Please revise the material below by putting "pasture" wherever "meadow" appears and changing nothing else. Omit the pictures from your answer.

## Supplied data
● ● ● ● ● ● ●

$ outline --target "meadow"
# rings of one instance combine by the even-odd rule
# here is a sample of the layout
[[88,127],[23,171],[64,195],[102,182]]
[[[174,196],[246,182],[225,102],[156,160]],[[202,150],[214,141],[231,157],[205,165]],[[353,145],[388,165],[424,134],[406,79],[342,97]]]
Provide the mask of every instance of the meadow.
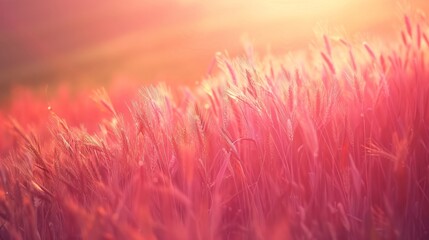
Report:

● ● ● ● ● ● ●

## Output of the exercise
$ outline --target "pasture"
# rings of one instance combine by the even-odd rule
# here is a sample of the layout
[[88,127],[23,171],[64,195],[102,182]]
[[[174,196],[246,182],[225,102],[156,160]],[[202,150],[214,141],[231,157],[205,165]],[[353,145],[388,165],[424,134],[406,79],[342,97]]]
Provide the mask of every instance of the pasture.
Report:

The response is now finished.